• **SEITE**:
Lieber Digido,

Zitat von
Digido
Da ich aber Christ bin und weiß, dass Reinkarnation eine allgemein gültige Tatsache ist, musste ich doch darauf hinweisen, dass ich mir nicht das Christsein von denen absprechen lasse, deren Unkenntnis in allen relevanten Sachverhalten offensichtlich wurde.
nun, wenn deine Bemerkung mehr der Empörung darüber entsprang, dass man dir dein Christsein absprechen wollte, kann ich dich verstehen. Danke das du dich da nochmal erklärt hast.
Hallo Netkrel,
also da hast du aber eine Erwartung.^^ Um ganz ehrlich zu sein scheue ich mich ein wenig deiner Bitte nachzukommen, denn es liegt in der Natur der Sache dass wenn ich dies versuche, die Darstellung zwangsläufig ungenau und so oberflächlich ist, dass Fragen offen bleiben werden und die Darstellung als ganzes doch entweder unbefriedigend bleibt oder aber zu einer intensiven Auseinandersetzung mit der zugegeben komplexen Philosophie provoziert. Außerdem gibt es nicht DEN Panpsychismus sondern verschiedene Ausformungen dieses Konzeptes, auch das gilt es zu bedenken. Aber ich will es dir zu liebe versuchen zumindest so ein paar grundsätzliche Aspekte in sehr einfachen Bildern zu beschreiben.

• **ARBEITSAUFTRÄGE**:
(A) Was gibt es laut dem Forumsbeitrag nicht als ein einziges Konzept?
(B) Schreibe aus dem Forumsbeitrag die Stelle ab, die bei den Worten „nun, wenn deine“ beginnt und nach den Worten „nochmal erklärt hast.“ endet.

• **VORLIEGENDE DATEN**:
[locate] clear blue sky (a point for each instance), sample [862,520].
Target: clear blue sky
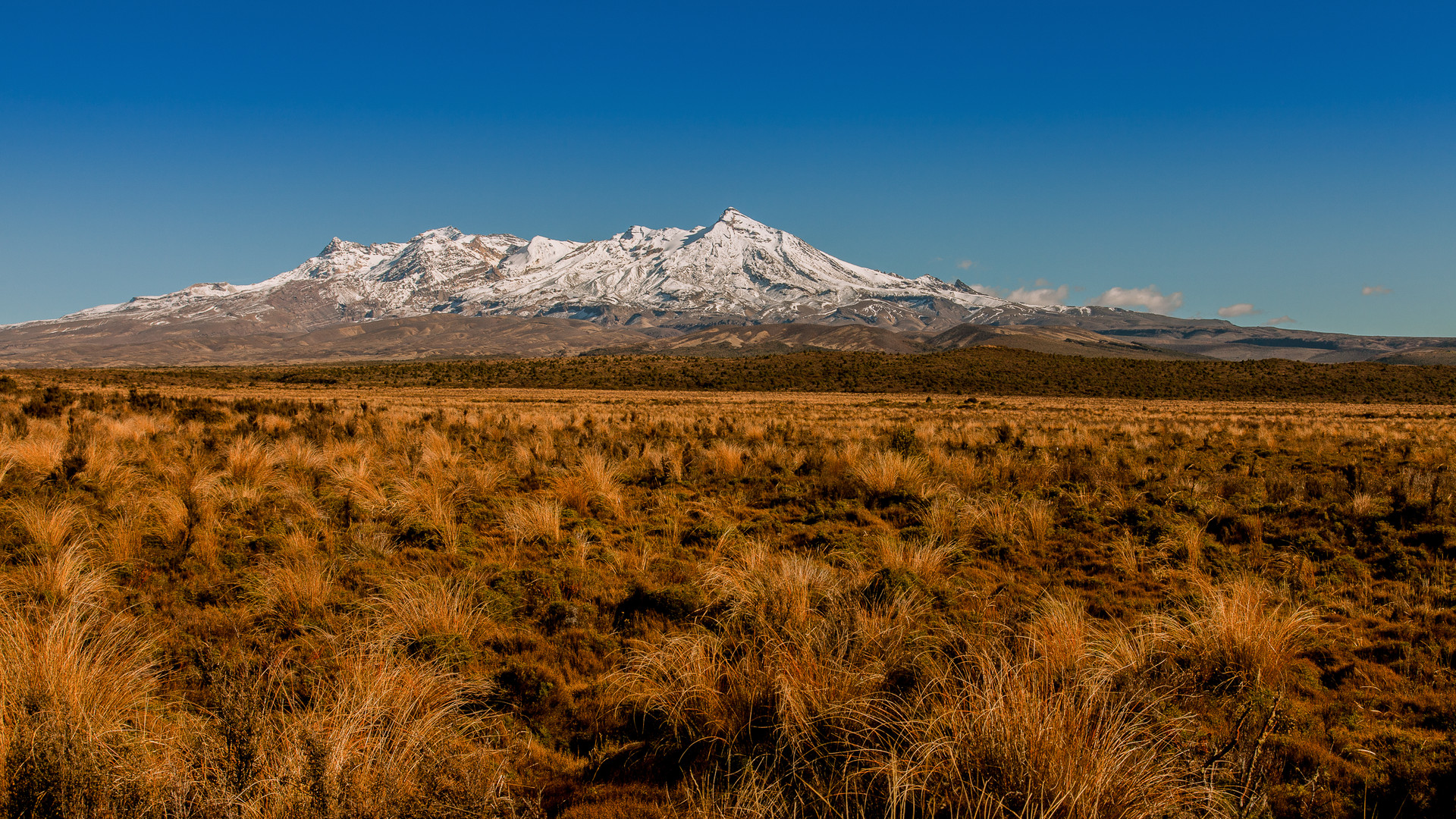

• **LÖSUNGEN DER AUFGABEN**:
(A) Den Panpsychismus, denn es gibt verschiedene Ausformungen dieses Konzeptes.

(B)
nun, wenn deine Bemerkung mehr der Empörung darüber entsprang, dass man dir dein Christsein absprechen wollte, kann ich dich verstehen. Danke das du dich da nochmal erklärt hast.